_Instructions for the task_:
Copy the part of the records below that opens with the line containing "Q: Point out every instance of the wooden wall" and closes with the line containing "x=167 y=108", with both of those lines included, reproducing each line character for character.
[Begin Material supplied]
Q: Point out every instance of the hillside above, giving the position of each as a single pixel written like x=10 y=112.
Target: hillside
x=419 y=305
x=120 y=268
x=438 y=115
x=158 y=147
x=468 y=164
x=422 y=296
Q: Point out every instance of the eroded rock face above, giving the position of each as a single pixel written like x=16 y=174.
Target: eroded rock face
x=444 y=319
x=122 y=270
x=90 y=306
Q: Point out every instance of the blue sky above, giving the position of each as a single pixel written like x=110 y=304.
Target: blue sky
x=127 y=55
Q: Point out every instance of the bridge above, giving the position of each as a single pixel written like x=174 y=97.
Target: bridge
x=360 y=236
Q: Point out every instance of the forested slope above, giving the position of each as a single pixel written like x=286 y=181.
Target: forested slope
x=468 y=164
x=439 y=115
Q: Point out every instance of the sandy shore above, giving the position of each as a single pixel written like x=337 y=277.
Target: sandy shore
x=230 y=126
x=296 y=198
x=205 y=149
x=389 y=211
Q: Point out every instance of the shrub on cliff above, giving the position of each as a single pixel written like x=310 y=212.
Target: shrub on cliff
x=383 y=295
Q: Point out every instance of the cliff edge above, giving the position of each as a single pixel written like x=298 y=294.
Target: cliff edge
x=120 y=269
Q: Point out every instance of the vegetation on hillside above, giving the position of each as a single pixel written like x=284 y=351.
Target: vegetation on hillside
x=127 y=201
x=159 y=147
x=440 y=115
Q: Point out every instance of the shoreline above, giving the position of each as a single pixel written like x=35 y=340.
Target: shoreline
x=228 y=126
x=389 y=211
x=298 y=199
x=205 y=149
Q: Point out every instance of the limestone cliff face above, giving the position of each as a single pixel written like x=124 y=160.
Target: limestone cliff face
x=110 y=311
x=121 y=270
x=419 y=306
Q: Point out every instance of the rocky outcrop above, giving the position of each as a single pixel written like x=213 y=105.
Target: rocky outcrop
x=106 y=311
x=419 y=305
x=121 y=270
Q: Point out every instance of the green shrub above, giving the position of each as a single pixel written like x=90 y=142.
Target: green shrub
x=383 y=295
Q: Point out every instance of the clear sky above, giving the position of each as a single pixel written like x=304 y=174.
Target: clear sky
[End Material supplied]
[Begin Material supplied]
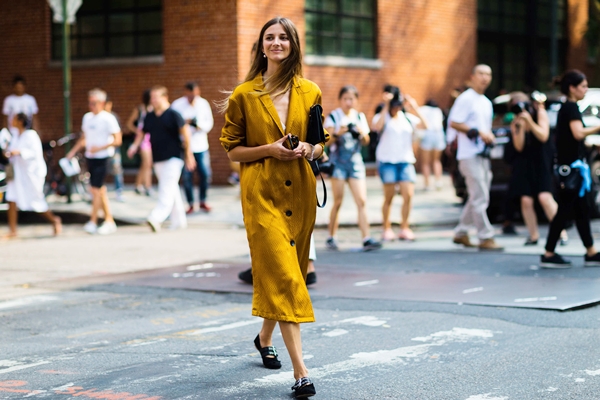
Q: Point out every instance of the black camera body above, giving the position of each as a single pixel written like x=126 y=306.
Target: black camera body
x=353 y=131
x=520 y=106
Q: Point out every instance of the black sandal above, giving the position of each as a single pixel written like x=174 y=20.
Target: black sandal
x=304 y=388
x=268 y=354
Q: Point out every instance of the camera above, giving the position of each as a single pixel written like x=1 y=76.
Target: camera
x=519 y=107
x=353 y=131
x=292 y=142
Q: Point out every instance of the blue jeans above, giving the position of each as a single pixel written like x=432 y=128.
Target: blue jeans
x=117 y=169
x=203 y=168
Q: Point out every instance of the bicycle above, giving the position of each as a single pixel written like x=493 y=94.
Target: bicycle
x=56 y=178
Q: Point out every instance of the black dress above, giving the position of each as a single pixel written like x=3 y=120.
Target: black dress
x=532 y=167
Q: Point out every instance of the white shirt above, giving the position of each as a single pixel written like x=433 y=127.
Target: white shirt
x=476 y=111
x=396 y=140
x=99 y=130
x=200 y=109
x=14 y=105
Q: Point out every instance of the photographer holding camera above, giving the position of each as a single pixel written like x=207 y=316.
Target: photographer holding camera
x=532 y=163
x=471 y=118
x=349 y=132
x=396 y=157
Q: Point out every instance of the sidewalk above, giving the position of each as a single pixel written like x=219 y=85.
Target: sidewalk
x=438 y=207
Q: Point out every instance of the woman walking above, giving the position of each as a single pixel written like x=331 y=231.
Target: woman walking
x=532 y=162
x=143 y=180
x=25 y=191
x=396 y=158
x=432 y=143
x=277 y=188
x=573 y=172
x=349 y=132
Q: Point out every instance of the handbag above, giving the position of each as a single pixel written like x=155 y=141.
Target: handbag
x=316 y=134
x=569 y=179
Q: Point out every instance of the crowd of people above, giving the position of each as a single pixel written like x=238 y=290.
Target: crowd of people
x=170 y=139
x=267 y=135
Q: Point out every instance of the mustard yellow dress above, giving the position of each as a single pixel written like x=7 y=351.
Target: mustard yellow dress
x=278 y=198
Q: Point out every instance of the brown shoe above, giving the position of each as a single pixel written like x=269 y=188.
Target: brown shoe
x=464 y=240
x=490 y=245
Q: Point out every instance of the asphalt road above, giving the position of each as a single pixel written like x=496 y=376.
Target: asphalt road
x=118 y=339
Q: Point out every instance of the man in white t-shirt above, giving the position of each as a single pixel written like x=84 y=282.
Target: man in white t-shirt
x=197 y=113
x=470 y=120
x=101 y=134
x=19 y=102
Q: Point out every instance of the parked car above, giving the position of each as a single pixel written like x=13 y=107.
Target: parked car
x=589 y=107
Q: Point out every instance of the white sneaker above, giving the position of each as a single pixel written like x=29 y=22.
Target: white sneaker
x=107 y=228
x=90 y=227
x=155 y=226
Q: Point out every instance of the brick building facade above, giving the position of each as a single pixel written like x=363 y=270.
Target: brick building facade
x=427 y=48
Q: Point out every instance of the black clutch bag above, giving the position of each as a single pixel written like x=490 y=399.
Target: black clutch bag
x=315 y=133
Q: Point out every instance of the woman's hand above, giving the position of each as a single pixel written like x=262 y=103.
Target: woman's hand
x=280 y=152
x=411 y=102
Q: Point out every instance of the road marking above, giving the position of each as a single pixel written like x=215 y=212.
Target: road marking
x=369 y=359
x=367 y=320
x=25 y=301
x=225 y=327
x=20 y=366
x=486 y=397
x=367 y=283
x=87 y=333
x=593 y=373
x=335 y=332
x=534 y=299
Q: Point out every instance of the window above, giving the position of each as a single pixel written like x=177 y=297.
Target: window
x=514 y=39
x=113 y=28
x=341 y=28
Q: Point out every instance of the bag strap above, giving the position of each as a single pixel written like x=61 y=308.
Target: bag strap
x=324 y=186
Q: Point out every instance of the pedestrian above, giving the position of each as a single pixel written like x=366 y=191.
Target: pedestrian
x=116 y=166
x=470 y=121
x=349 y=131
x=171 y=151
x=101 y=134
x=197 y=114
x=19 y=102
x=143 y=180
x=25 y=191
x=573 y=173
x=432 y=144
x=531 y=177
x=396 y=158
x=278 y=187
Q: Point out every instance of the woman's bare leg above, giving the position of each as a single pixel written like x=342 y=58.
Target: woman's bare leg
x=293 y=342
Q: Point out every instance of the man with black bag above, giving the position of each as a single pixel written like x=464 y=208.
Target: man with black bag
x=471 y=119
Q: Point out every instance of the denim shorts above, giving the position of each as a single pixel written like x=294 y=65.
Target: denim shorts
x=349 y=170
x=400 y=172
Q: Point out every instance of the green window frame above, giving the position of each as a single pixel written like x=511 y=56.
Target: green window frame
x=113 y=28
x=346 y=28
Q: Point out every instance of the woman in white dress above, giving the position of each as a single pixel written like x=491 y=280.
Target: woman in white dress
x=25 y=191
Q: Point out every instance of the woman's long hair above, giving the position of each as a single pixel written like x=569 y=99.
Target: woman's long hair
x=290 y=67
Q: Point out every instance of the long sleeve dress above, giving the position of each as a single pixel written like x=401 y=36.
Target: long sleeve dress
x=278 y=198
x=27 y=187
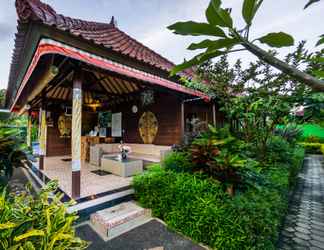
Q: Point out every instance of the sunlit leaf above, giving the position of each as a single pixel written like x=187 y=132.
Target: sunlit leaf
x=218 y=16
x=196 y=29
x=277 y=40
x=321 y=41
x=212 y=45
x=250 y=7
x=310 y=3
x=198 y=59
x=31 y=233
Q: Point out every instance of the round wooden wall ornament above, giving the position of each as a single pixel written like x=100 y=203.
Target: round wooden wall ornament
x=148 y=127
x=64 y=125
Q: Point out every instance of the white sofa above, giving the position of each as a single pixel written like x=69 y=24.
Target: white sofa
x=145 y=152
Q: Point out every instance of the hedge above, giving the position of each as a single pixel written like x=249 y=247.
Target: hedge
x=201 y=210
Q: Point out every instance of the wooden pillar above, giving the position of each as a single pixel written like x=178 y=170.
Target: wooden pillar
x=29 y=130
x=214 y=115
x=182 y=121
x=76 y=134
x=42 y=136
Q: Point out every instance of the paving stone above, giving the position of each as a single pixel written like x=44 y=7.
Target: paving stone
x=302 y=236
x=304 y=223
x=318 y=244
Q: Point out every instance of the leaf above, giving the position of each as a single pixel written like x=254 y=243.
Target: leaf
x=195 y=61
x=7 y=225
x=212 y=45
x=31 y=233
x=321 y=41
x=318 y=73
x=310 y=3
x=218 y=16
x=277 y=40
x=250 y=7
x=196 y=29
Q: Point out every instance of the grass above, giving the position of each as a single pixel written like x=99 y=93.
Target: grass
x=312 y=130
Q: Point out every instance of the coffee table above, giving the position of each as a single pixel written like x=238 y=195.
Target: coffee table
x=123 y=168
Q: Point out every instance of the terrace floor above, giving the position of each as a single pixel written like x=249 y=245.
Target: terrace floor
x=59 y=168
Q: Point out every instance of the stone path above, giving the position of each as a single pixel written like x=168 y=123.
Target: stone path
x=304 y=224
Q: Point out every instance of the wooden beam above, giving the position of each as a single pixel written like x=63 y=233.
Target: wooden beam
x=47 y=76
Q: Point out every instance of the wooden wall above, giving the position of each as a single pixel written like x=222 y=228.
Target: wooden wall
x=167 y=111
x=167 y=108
[End Material supplied]
_Solution for this exercise_:
Q: Point out every instance of the wooden wall above, giving the position of each as a single pixel written like x=222 y=228.
Target: wooden wall
x=167 y=111
x=167 y=108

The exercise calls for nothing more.